[Start of Information shown]

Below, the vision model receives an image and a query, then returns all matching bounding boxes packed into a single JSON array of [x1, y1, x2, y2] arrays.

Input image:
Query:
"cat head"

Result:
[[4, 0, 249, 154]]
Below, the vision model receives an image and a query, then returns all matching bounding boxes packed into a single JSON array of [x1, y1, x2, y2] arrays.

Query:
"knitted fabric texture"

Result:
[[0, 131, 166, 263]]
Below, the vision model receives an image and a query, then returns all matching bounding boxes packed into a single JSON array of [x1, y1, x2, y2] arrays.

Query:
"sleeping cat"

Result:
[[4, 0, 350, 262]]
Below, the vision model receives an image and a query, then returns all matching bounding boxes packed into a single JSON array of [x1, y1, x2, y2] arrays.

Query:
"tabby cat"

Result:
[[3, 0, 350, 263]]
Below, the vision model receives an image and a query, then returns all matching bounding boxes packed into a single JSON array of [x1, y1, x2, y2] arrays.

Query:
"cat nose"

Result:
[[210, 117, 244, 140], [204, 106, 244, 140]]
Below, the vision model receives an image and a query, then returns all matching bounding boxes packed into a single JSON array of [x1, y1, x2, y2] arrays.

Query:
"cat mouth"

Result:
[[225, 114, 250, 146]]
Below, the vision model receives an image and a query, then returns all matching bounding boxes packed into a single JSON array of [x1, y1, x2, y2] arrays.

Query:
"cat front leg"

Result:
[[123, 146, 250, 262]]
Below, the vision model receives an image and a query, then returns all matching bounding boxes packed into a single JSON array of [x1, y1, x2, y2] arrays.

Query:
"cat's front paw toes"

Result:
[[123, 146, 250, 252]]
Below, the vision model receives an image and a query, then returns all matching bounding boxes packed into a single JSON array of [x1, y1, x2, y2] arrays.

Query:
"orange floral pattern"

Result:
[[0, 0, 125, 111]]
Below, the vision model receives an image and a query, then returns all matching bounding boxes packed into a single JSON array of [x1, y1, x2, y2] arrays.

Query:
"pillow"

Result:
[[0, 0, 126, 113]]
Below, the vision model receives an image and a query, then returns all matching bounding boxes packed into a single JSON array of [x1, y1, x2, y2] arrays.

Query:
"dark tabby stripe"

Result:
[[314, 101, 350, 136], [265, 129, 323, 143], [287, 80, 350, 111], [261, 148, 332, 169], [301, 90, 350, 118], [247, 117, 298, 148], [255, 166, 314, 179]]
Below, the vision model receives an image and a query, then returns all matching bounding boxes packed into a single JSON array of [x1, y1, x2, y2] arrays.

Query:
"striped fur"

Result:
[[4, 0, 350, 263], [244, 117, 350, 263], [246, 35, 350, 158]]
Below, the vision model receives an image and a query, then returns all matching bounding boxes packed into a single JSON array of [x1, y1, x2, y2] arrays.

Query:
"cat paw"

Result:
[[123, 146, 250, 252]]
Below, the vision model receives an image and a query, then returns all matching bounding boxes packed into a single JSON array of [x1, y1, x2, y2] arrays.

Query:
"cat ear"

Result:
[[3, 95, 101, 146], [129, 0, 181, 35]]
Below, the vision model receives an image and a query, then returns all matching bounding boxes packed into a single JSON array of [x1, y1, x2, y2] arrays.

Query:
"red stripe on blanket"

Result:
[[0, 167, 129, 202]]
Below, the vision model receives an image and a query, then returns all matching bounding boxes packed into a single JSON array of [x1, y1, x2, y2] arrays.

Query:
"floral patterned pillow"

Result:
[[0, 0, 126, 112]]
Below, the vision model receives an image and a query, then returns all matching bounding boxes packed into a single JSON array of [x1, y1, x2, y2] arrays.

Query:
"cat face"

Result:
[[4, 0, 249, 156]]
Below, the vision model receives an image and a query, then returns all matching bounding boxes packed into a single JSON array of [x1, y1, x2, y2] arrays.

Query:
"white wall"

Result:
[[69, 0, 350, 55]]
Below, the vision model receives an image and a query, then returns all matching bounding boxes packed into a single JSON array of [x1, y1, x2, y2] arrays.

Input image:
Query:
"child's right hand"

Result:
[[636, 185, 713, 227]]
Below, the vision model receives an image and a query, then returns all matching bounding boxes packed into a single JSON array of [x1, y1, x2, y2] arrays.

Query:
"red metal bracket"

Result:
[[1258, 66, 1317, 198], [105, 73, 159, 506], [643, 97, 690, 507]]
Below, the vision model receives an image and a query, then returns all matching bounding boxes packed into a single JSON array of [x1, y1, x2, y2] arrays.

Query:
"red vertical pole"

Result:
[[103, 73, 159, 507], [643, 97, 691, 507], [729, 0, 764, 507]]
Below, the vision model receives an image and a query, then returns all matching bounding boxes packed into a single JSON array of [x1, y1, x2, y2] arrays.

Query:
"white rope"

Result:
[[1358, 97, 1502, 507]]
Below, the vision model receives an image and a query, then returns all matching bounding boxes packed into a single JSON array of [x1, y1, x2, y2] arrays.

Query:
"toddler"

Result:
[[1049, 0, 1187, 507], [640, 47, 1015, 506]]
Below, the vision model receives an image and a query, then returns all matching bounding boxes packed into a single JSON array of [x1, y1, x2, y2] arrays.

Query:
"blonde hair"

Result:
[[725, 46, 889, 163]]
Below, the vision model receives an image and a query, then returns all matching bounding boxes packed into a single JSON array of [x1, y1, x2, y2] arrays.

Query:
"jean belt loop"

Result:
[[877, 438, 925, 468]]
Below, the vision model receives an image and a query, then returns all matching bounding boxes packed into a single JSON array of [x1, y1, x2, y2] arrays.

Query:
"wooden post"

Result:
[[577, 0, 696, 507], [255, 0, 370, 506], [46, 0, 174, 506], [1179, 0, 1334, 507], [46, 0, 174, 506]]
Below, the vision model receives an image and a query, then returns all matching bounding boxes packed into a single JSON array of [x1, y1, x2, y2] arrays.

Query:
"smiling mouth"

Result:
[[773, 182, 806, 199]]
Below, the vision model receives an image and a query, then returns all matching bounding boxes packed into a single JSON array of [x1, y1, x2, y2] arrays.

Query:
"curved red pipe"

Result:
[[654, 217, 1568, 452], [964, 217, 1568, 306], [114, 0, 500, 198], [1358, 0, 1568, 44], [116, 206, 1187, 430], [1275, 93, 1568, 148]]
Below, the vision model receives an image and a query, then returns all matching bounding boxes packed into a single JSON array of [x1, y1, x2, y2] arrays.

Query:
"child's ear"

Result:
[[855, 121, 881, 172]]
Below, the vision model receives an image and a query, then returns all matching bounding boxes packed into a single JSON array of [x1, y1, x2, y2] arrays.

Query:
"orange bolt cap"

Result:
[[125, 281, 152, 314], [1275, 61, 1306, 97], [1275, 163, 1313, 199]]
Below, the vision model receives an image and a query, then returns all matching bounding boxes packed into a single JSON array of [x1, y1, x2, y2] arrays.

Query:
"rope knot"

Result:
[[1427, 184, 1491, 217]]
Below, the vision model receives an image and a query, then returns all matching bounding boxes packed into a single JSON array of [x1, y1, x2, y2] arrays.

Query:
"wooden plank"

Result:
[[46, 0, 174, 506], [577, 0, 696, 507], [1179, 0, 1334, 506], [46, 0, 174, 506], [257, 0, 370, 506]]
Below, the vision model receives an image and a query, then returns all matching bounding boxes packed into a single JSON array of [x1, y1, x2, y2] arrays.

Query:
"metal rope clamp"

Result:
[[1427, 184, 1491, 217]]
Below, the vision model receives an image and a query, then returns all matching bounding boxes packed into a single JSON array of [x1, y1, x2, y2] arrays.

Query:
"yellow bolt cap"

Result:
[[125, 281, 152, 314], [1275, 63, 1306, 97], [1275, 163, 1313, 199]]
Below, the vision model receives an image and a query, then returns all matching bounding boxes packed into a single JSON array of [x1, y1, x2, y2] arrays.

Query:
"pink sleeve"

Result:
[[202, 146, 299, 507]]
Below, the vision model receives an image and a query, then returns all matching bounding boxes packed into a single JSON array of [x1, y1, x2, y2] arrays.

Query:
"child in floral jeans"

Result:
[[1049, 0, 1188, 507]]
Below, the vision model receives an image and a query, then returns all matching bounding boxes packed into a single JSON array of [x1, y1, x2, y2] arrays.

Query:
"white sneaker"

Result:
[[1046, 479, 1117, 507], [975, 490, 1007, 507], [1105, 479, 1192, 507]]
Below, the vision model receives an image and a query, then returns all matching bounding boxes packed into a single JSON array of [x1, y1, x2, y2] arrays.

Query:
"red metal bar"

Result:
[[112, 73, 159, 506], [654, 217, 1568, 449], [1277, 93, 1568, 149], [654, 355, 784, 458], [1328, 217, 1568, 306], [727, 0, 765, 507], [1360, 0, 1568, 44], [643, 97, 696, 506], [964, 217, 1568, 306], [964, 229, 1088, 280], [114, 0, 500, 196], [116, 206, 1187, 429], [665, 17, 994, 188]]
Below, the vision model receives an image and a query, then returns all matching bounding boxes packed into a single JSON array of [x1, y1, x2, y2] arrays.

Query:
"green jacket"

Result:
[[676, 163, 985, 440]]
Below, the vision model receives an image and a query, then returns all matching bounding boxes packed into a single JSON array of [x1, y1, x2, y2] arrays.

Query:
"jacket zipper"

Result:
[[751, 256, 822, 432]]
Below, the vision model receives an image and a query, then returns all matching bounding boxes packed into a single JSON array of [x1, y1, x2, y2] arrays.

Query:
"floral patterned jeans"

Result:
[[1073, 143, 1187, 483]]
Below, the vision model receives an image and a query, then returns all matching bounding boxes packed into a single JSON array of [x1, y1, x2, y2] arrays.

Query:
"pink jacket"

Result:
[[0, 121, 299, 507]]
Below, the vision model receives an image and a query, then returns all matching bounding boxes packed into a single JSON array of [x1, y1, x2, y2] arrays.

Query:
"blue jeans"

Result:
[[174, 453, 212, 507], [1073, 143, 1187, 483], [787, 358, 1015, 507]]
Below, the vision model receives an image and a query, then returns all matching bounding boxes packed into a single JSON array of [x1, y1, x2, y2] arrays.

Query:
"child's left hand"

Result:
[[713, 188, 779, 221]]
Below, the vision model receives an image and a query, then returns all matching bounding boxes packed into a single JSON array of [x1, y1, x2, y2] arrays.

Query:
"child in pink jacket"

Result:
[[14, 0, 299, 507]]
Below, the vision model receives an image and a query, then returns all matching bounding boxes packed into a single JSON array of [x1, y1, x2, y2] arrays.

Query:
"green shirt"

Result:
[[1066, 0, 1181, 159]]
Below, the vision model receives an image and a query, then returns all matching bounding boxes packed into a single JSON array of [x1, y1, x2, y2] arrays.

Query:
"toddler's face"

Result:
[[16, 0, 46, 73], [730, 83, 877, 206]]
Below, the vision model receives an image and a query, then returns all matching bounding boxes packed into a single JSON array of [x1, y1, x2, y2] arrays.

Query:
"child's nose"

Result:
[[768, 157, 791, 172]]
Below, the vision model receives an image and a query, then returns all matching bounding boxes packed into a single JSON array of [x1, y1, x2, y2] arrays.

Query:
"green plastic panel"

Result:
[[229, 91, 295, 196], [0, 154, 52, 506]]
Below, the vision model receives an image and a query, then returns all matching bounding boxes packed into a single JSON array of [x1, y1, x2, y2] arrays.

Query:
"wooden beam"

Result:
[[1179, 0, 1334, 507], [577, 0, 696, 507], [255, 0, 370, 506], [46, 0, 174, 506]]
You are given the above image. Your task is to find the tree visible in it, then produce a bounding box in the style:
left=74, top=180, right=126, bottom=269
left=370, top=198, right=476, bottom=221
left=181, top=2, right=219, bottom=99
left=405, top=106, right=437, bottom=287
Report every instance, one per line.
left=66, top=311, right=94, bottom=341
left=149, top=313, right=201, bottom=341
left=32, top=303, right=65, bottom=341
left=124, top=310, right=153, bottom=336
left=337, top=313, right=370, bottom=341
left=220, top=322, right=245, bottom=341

[End of Information shown]

Copy the records from their start through the line containing "[[4, 0, 249, 154]]", renaming "Result" to "Output" and leaving everything else unchanged.

Below, the vision model receives an image and a query, then returns all matching bounding boxes packed into a single JSON array of [x1, y1, x2, y2] arrays.

Input image:
Query:
"cat head"

Output:
[[4, 0, 249, 154]]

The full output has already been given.